* Saved entries *

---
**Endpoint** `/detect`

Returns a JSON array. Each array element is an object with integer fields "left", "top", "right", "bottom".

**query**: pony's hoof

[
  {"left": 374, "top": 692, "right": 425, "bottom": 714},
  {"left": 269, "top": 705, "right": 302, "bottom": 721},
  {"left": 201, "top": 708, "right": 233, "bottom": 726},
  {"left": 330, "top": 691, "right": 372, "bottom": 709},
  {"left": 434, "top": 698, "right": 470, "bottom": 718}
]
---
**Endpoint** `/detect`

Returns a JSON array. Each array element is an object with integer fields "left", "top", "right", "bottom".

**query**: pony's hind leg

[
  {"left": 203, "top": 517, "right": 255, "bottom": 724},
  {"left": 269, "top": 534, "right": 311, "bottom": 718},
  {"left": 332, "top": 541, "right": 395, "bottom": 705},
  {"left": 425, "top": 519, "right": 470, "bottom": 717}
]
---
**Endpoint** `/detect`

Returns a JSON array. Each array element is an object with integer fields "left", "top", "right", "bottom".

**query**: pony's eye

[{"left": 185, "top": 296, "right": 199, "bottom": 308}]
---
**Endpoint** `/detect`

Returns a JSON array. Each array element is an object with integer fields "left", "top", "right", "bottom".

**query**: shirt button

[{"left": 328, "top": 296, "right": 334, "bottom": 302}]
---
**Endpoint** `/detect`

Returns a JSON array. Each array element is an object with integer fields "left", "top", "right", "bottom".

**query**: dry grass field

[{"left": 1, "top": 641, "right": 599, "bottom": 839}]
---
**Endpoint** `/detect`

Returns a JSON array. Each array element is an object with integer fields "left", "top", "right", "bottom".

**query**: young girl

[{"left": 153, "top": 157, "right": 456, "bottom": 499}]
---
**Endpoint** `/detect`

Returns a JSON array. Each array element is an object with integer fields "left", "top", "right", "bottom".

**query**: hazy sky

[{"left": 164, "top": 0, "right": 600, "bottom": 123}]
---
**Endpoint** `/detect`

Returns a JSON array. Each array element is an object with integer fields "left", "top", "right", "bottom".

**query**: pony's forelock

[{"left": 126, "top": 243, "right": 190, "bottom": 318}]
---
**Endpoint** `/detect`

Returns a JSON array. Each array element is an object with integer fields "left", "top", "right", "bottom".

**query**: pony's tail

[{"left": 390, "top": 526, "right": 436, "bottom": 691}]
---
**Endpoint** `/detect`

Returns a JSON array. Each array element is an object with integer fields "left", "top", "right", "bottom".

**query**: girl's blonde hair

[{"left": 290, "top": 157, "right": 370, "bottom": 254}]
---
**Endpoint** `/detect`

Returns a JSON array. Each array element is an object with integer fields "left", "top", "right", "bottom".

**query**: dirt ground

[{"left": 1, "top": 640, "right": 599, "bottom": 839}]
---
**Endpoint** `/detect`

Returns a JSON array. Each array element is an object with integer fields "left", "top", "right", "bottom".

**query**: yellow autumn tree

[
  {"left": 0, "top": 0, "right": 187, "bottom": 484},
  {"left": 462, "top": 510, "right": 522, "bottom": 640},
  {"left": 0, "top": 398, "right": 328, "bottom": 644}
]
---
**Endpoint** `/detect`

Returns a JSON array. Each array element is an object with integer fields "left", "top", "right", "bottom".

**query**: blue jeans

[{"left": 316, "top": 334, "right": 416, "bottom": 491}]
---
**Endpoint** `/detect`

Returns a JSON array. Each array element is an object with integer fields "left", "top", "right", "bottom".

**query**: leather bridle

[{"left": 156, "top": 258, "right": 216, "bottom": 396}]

* Problem to solve *
All of the entries are to be transcribed exactly.

* Response to this task *
---
**Endpoint** `/detect`

Returns a JSON array. Each array element is an object with integer fields "left", "top", "right", "bottom".

**query**: pony's hoof

[
  {"left": 374, "top": 692, "right": 425, "bottom": 714},
  {"left": 269, "top": 705, "right": 302, "bottom": 721},
  {"left": 201, "top": 708, "right": 233, "bottom": 726},
  {"left": 330, "top": 691, "right": 372, "bottom": 709},
  {"left": 434, "top": 698, "right": 470, "bottom": 718}
]
---
**Endpoint** `/detect`

Returns a JSON array. Each array element is an object with integer fields "left", "top", "right", "bottom".

**query**: pony's hind leg

[
  {"left": 203, "top": 517, "right": 255, "bottom": 724},
  {"left": 269, "top": 534, "right": 311, "bottom": 718},
  {"left": 332, "top": 541, "right": 395, "bottom": 705},
  {"left": 425, "top": 519, "right": 470, "bottom": 717}
]
---
**Endpoint** `/detect`

Returns a JSON array. Each array element is an object with integer fields "left", "top", "right", "bottom".

**query**: pony's eye

[{"left": 185, "top": 296, "right": 199, "bottom": 308}]
---
**Endpoint** `/detect`

Returns a JSON array. Each array element is an object with integer fields "left", "top", "right", "bottom".

**query**: shirt button

[{"left": 328, "top": 296, "right": 334, "bottom": 302}]
---
**Endpoint** `/detect`

Returns a JSON array. Each array element is an object with integer fields "left", "top", "right", "bottom".

**query**: dry grass field

[{"left": 1, "top": 641, "right": 599, "bottom": 839}]
---
**Endpoint** `/detect`

Returns a JSON array. Each array element is an object with integer fields "left", "top", "right", "bottom".

**query**: young girl

[{"left": 153, "top": 157, "right": 456, "bottom": 499}]
---
**Endpoint** `/detect`

Returns a JSON array. Each array element is an object with integer fields "left", "top", "right", "bottom".

**query**: hazy sky

[{"left": 164, "top": 0, "right": 600, "bottom": 123}]
---
**Endpoint** `/detect`

Returns a JSON array. Each array element is an object with integer fields "left", "top", "right", "bottom".

**query**: pony's forelock

[{"left": 126, "top": 243, "right": 190, "bottom": 318}]
---
**Endpoint** `/detect`

Returns a JSON array. Each array element is an object with integer fields "left", "top", "right", "bottom".

**query**: pony's tail

[{"left": 390, "top": 526, "right": 436, "bottom": 691}]
---
**Endpoint** `/detect`

Returns a JSON array. Each array element is an object with integer fields "left", "top", "right", "bottom".

**query**: girl's blonde hair

[{"left": 290, "top": 157, "right": 370, "bottom": 254}]
---
**Endpoint** `/detect`

Returns a JSON array. Each array element is an object with integer fields "left", "top", "right", "bottom".

**query**: dirt ground

[{"left": 1, "top": 640, "right": 599, "bottom": 839}]
---
**Endpoint** `/detect`

Returns a JSON array. Each array element is an object with integer fields "left", "top", "right", "bottom".

**query**: yellow autumn tree

[
  {"left": 0, "top": 0, "right": 187, "bottom": 484},
  {"left": 462, "top": 510, "right": 522, "bottom": 640},
  {"left": 0, "top": 398, "right": 328, "bottom": 644}
]
---
**Endpoint** `/detect`

Returns a JSON array. Each array element is an object with integer fields "left", "top", "right", "bottom".

**query**: blue jeans

[{"left": 316, "top": 334, "right": 416, "bottom": 491}]
---
**Endpoint** `/detect`

Returns a JSON array. Each array element is an object with integer fields "left", "top", "right", "bottom".

**query**: leather bridle

[{"left": 156, "top": 258, "right": 216, "bottom": 396}]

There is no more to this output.